◆ SOURCE DOCUMENT:
[start]

Notes on the performers

Neil Crossland

Yorkshire pianist and composer Neil Crossland began playing the piano at the age of six and studied at the Royal College of Music, where he won major prizes in both piano and composition. Since then he has performed extensively at home and abroad, and written pieces in all genres.

Neil has played at many major London venues, including the Barbican, Queen Elizabeth Hall. St John’s Smith Square, St Martin’s in the Fields, and frequent appearances at the Wigmore Hall and Purcell Room. He has performed all 32 Beethoven piano sonatas in a concert series at St James’ Piccadilly. He has also performed throughout the UK, in France, Greece, the Czech Republic, the Netherlands, Tunisia and recently in Singapore giving concerts of the unfinished Schubert Sonatas as well as workshops and masterclasses.

Neil has made over 20 recordings on the Deltatel label, including the complete cycle of the Beethoven piano sonatas, and works by Haydn, Schumann, Liszt, Rachmaninov, Ravel and Poulenc. Among his other projects has been to revive and record the piano compositions of astronomer Royal Sir Patrick Moore. He has appeared frequently on radio and television, including performing live on BBC Radio 3 and 4.

Programme

Programme notes

Friedrich Kuhlau (1786 – 1832)

Sonatina in A minor Op 88 No3
  1. Allegro con affetto (A minor)
  2. Andantino (F major)
  3. Allegro burlesco (A minor)

Kuhlau was a Danish pianist and composer during the late Classical and early Romantic periods. He was a central figure of the Danish Golden Age and is immortalized in Danish cultural history through his music for Elves’ Hill, the first true work of Danish National Romanticism and a concealed tribute to the absolute monarchy. To this day it is his version of this melody which is the definitive arrangement.

[end]

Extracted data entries
[start]

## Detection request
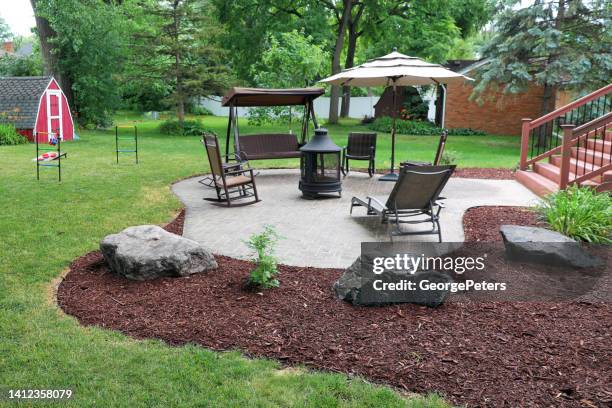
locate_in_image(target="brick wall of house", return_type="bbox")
[445,83,544,136]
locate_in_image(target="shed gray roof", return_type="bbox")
[0,77,52,129]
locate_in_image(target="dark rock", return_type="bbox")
[499,225,603,268]
[100,225,217,280]
[333,257,453,307]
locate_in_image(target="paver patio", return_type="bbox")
[172,169,538,268]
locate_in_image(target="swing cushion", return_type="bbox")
[238,133,302,160]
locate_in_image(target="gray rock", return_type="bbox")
[499,225,603,268]
[333,257,453,307]
[100,225,217,281]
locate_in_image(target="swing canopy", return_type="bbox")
[221,87,325,161]
[221,87,325,106]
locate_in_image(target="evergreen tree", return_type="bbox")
[475,0,612,114]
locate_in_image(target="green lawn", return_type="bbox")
[0,116,518,407]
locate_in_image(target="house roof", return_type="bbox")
[0,77,53,129]
[221,87,325,106]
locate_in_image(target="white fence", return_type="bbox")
[200,96,379,119]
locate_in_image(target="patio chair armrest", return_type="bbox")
[366,196,387,209]
[225,168,253,176]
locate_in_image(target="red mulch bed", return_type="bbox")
[58,208,612,407]
[453,167,514,180]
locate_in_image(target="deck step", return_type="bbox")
[533,162,601,185]
[572,147,612,166]
[550,155,612,181]
[587,139,612,154]
[514,170,559,197]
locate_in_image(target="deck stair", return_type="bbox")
[515,84,612,196]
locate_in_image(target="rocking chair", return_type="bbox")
[202,135,260,207]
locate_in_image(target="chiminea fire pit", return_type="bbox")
[300,128,342,199]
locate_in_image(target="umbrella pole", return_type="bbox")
[378,78,399,181]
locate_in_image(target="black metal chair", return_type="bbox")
[202,135,260,207]
[340,132,376,177]
[400,129,448,168]
[351,165,455,242]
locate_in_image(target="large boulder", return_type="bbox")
[499,225,603,268]
[333,257,453,307]
[100,225,217,281]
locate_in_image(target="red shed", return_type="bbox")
[0,77,74,143]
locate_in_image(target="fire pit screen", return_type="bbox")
[300,128,342,198]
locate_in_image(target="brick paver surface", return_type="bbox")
[172,170,537,267]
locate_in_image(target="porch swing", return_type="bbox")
[221,88,325,162]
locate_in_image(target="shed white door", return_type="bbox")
[47,89,64,140]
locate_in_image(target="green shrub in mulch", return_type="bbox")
[536,186,612,245]
[368,116,485,136]
[245,225,280,289]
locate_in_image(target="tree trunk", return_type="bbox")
[328,0,353,123]
[30,0,76,109]
[340,23,357,118]
[172,0,185,122]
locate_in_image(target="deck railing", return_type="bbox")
[519,84,612,188]
[519,84,612,170]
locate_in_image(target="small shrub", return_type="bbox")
[159,119,215,136]
[440,150,459,165]
[189,105,214,116]
[369,116,485,136]
[536,186,612,245]
[0,123,28,146]
[245,225,280,289]
[448,128,486,136]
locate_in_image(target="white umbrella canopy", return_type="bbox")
[319,51,472,86]
[319,49,473,181]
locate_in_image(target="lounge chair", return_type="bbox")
[202,135,260,207]
[340,132,376,177]
[400,129,448,168]
[350,165,455,242]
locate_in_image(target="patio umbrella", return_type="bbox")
[320,48,472,181]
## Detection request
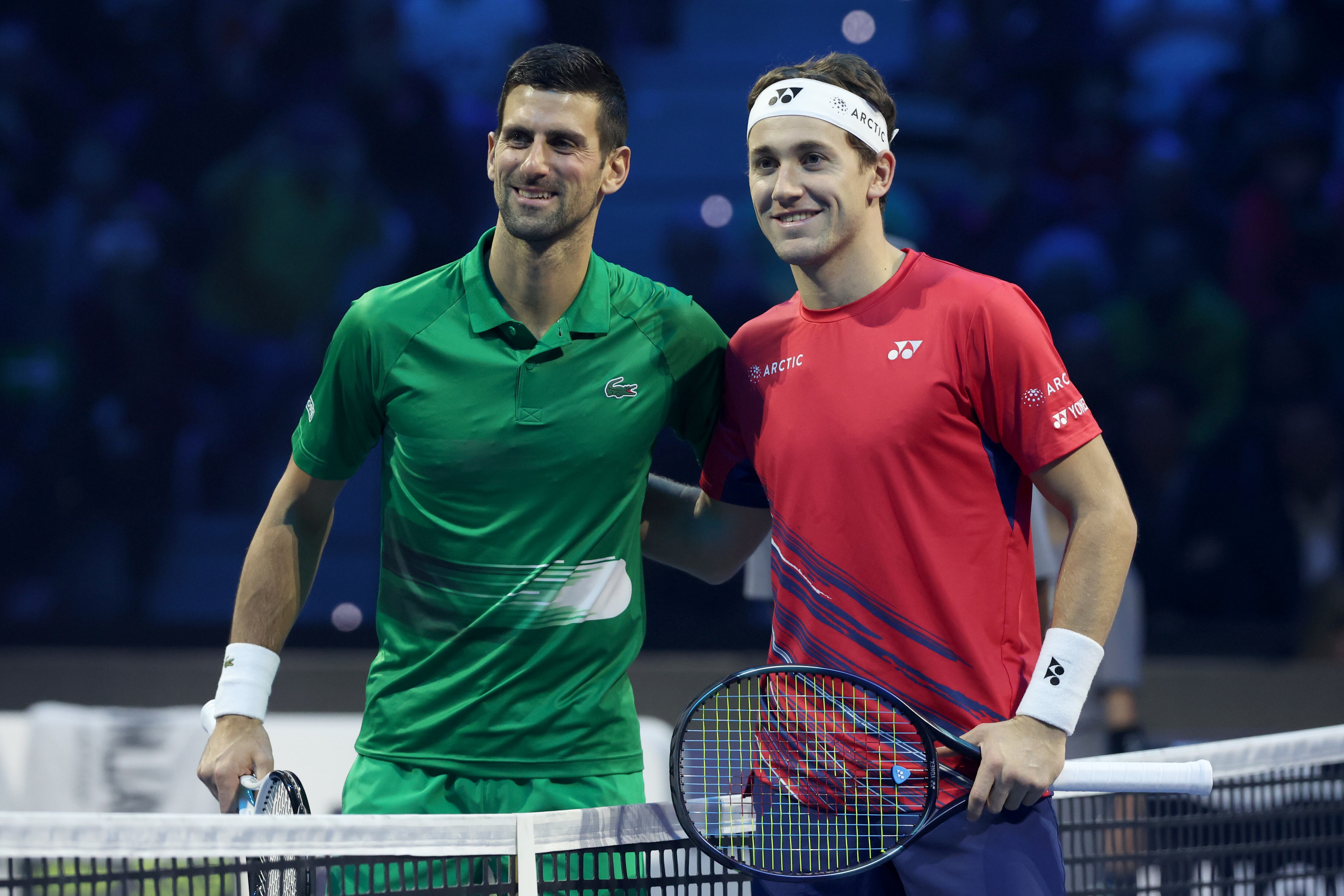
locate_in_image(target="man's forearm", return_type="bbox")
[230,470,332,653]
[1051,501,1136,644]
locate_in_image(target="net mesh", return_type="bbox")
[1054,725,1344,896]
[8,725,1344,896]
[0,805,750,896]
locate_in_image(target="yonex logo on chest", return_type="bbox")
[887,338,923,361]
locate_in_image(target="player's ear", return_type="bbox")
[602,147,630,196]
[868,149,896,203]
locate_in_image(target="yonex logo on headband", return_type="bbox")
[747,78,896,152]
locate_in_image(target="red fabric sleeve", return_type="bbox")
[962,283,1101,474]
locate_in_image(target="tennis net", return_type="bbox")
[1055,725,1344,896]
[0,803,749,896]
[0,725,1344,896]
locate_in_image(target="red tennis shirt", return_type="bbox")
[700,251,1101,733]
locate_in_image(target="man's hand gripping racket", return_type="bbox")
[671,665,1212,880]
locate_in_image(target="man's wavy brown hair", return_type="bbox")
[747,52,896,208]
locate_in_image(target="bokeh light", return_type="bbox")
[332,603,364,631]
[840,9,878,43]
[700,194,732,227]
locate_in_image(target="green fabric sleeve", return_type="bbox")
[292,299,384,480]
[664,301,728,463]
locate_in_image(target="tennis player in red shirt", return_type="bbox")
[644,54,1136,896]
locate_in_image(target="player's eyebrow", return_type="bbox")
[546,128,587,147]
[749,140,835,159]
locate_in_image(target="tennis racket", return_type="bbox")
[671,665,1212,881]
[239,771,313,896]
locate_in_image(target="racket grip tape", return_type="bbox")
[1051,759,1214,797]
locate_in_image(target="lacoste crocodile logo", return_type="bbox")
[606,376,640,398]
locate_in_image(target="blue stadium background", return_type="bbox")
[0,0,1344,660]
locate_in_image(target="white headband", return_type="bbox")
[747,78,896,153]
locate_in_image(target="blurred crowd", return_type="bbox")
[871,0,1344,660]
[0,0,1344,660]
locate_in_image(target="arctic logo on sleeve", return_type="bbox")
[747,355,802,383]
[606,376,640,398]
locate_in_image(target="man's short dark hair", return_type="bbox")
[747,52,896,208]
[499,43,630,155]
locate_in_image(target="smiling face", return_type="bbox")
[487,86,629,243]
[747,116,895,267]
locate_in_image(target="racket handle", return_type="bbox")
[1051,759,1214,797]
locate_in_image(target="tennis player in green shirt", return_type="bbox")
[198,44,727,813]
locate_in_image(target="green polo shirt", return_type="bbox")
[293,230,727,778]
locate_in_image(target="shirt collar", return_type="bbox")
[462,227,612,345]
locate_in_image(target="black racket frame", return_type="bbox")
[668,662,980,883]
[247,768,313,896]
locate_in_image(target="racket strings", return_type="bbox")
[680,672,930,874]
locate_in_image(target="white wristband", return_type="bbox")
[1017,629,1106,735]
[212,644,280,721]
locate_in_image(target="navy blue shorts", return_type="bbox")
[751,798,1064,896]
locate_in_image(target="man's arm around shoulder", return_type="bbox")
[640,476,770,584]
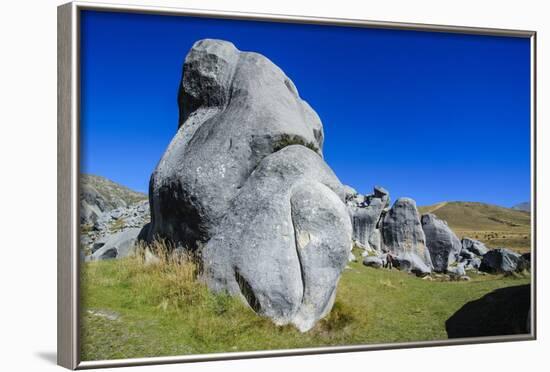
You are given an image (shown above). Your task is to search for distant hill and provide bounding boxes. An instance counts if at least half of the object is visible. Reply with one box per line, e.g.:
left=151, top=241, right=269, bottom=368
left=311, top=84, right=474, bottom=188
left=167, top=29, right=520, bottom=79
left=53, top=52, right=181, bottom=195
left=512, top=202, right=531, bottom=212
left=418, top=202, right=531, bottom=253
left=80, top=174, right=147, bottom=223
left=419, top=202, right=531, bottom=231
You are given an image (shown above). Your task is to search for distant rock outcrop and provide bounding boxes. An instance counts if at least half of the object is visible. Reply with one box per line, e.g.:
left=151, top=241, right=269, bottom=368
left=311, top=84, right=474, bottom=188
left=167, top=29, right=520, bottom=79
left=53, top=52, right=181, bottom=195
left=346, top=186, right=390, bottom=252
left=421, top=213, right=462, bottom=272
left=381, top=198, right=433, bottom=273
left=143, top=40, right=352, bottom=331
left=480, top=248, right=530, bottom=273
left=512, top=202, right=531, bottom=212
left=80, top=174, right=147, bottom=224
left=87, top=228, right=141, bottom=261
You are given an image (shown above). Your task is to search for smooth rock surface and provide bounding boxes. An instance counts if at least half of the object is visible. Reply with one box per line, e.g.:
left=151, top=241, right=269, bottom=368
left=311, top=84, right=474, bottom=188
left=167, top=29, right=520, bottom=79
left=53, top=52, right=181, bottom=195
left=346, top=186, right=390, bottom=252
left=141, top=40, right=352, bottom=331
left=148, top=39, right=323, bottom=248
left=381, top=198, right=432, bottom=272
left=479, top=248, right=527, bottom=273
left=421, top=213, right=462, bottom=272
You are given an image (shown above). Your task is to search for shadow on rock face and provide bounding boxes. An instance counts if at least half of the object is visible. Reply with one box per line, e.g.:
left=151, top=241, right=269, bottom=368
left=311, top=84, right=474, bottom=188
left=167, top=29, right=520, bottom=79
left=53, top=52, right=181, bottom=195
left=445, top=284, right=531, bottom=338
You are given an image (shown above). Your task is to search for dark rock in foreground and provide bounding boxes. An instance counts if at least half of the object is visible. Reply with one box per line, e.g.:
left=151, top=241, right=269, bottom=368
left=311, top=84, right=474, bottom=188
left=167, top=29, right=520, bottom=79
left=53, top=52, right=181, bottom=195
left=479, top=248, right=529, bottom=273
left=346, top=186, right=390, bottom=252
left=149, top=40, right=323, bottom=248
left=382, top=198, right=433, bottom=273
left=422, top=213, right=462, bottom=272
left=445, top=285, right=531, bottom=338
left=86, top=228, right=141, bottom=261
left=462, top=238, right=489, bottom=256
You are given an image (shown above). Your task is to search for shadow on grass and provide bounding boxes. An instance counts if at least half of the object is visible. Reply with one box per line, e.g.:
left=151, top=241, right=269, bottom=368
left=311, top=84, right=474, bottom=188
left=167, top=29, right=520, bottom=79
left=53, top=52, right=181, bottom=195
left=36, top=351, right=57, bottom=364
left=445, top=284, right=531, bottom=338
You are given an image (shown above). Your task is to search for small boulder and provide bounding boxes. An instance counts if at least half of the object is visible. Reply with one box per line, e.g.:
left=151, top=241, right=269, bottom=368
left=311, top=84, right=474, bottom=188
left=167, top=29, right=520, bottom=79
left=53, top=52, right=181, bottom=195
left=363, top=256, right=384, bottom=269
left=422, top=213, right=462, bottom=272
left=381, top=198, right=433, bottom=272
left=393, top=252, right=432, bottom=276
left=462, top=238, right=489, bottom=256
left=346, top=186, right=390, bottom=252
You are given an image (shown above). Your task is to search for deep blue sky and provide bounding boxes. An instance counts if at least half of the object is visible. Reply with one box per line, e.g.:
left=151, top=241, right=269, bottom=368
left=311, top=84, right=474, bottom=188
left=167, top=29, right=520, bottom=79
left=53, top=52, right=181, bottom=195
left=81, top=11, right=530, bottom=206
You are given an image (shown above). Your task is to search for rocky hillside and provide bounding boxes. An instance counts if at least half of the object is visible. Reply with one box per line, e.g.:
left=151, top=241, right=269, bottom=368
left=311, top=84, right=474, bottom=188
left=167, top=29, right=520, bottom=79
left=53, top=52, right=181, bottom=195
left=80, top=174, right=147, bottom=223
left=512, top=202, right=531, bottom=212
left=419, top=201, right=531, bottom=231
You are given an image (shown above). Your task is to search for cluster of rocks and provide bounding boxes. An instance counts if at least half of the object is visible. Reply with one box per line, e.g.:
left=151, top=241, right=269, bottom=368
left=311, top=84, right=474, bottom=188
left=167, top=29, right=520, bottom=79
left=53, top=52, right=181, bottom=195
left=352, top=186, right=529, bottom=277
left=80, top=174, right=146, bottom=225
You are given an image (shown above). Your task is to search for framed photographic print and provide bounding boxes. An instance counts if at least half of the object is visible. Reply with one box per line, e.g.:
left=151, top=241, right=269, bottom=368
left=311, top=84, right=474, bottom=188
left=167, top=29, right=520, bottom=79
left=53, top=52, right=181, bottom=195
left=58, top=2, right=536, bottom=369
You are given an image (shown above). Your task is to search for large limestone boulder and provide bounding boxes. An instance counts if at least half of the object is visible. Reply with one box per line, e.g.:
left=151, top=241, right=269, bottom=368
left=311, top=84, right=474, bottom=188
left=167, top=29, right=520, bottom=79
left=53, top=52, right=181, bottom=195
left=421, top=213, right=462, bottom=272
left=203, top=145, right=351, bottom=331
left=87, top=228, right=141, bottom=261
left=346, top=186, right=390, bottom=252
left=462, top=237, right=489, bottom=256
left=147, top=40, right=352, bottom=331
left=148, top=40, right=323, bottom=248
left=479, top=248, right=530, bottom=273
left=381, top=198, right=433, bottom=273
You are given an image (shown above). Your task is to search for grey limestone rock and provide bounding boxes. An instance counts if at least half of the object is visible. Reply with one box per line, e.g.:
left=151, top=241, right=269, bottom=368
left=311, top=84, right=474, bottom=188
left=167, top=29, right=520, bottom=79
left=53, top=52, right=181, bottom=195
left=363, top=256, right=384, bottom=269
left=462, top=238, right=489, bottom=256
left=148, top=39, right=323, bottom=248
left=381, top=198, right=433, bottom=272
left=346, top=186, right=390, bottom=252
left=203, top=145, right=351, bottom=331
left=421, top=213, right=462, bottom=272
left=148, top=40, right=353, bottom=331
left=479, top=248, right=528, bottom=273
left=89, top=228, right=141, bottom=261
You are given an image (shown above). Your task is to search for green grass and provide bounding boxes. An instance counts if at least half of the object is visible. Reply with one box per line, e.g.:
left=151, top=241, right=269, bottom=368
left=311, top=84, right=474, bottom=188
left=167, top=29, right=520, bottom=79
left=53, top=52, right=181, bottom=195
left=81, top=250, right=530, bottom=360
left=418, top=202, right=531, bottom=253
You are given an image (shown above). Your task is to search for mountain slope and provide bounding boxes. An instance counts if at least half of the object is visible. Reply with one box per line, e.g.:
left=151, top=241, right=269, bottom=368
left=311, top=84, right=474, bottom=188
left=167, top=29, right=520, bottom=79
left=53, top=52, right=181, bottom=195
left=512, top=202, right=531, bottom=212
left=418, top=202, right=531, bottom=251
left=80, top=174, right=147, bottom=223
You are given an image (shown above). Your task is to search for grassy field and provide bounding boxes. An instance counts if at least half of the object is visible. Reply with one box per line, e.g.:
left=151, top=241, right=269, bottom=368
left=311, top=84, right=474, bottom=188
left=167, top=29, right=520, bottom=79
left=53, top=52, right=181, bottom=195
left=419, top=202, right=531, bottom=253
left=81, top=250, right=530, bottom=360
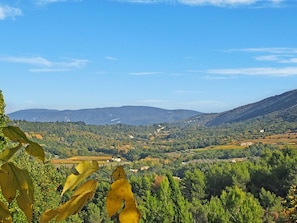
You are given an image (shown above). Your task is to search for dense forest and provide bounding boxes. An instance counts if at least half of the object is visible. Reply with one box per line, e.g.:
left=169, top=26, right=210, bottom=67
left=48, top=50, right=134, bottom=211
left=0, top=92, right=297, bottom=223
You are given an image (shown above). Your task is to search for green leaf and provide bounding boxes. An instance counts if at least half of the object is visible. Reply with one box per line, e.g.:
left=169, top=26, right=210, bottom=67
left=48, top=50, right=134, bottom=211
left=26, top=140, right=45, bottom=162
left=61, top=160, right=99, bottom=195
left=0, top=143, right=22, bottom=161
left=3, top=126, right=29, bottom=143
left=40, top=180, right=98, bottom=223
left=0, top=201, right=12, bottom=223
left=0, top=162, right=33, bottom=222
left=119, top=202, right=141, bottom=223
left=111, top=166, right=127, bottom=180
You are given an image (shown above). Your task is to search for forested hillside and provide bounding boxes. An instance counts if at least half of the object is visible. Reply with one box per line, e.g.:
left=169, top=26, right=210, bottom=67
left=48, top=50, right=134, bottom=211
left=9, top=106, right=200, bottom=125
left=0, top=89, right=297, bottom=223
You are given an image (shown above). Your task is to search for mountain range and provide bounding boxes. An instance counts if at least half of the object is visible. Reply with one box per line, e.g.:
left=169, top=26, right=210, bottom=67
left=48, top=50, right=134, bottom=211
left=8, top=89, right=297, bottom=126
left=8, top=106, right=200, bottom=125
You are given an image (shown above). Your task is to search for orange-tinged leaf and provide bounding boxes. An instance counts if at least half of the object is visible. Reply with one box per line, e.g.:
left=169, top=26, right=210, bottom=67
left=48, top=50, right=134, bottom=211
left=106, top=179, right=134, bottom=217
left=0, top=201, right=12, bottom=223
left=0, top=143, right=22, bottom=161
left=111, top=166, right=127, bottom=180
left=40, top=209, right=59, bottom=223
left=56, top=180, right=97, bottom=221
left=0, top=162, right=33, bottom=222
left=3, top=126, right=28, bottom=143
left=61, top=160, right=99, bottom=195
left=119, top=202, right=140, bottom=223
left=26, top=141, right=45, bottom=162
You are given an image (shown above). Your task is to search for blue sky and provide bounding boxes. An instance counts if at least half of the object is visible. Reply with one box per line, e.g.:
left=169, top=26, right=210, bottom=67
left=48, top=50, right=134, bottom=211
left=0, top=0, right=297, bottom=113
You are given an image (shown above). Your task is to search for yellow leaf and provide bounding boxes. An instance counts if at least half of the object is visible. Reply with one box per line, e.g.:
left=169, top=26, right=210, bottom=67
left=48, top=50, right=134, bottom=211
left=61, top=160, right=99, bottom=195
left=40, top=180, right=97, bottom=223
left=119, top=202, right=140, bottom=223
left=40, top=209, right=59, bottom=223
left=0, top=201, right=12, bottom=223
left=0, top=143, right=22, bottom=161
left=111, top=166, right=127, bottom=180
left=3, top=126, right=28, bottom=143
left=0, top=162, right=33, bottom=222
left=106, top=179, right=134, bottom=217
left=26, top=141, right=45, bottom=162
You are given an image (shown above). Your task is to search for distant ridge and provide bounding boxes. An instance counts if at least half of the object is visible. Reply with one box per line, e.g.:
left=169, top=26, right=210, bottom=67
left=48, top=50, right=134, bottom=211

[end]

According to the performer notes, in which countries outside the UK has Neil Crossland performed? List them all. The extracted data entries have no connection to the performer notes.

◆ REPLY: France, Greece, the Czech Republic, the Netherlands, Tunisia, Singapore